- REQUIRED WORK:
Quote the records below in full, exactly as given, with the images taken out.

- DATA TO USE:
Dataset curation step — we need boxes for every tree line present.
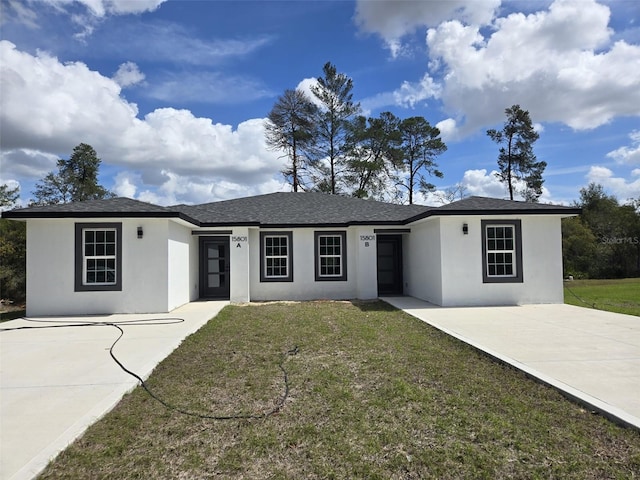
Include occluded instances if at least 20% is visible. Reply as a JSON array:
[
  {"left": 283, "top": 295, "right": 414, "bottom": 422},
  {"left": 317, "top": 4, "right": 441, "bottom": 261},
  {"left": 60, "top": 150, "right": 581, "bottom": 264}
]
[
  {"left": 563, "top": 183, "right": 640, "bottom": 279},
  {"left": 267, "top": 62, "right": 546, "bottom": 203},
  {"left": 265, "top": 62, "right": 447, "bottom": 203}
]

- ANSWER SECTION:
Dataset curation step — we need boxes for every tree line present.
Include occluded instances if at least 20% is visible. Reply as a JSON array:
[
  {"left": 283, "top": 295, "right": 414, "bottom": 422},
  {"left": 317, "top": 4, "right": 441, "bottom": 261},
  {"left": 60, "top": 150, "right": 581, "bottom": 264}
]
[
  {"left": 563, "top": 183, "right": 640, "bottom": 279},
  {"left": 267, "top": 62, "right": 546, "bottom": 203},
  {"left": 265, "top": 62, "right": 447, "bottom": 203}
]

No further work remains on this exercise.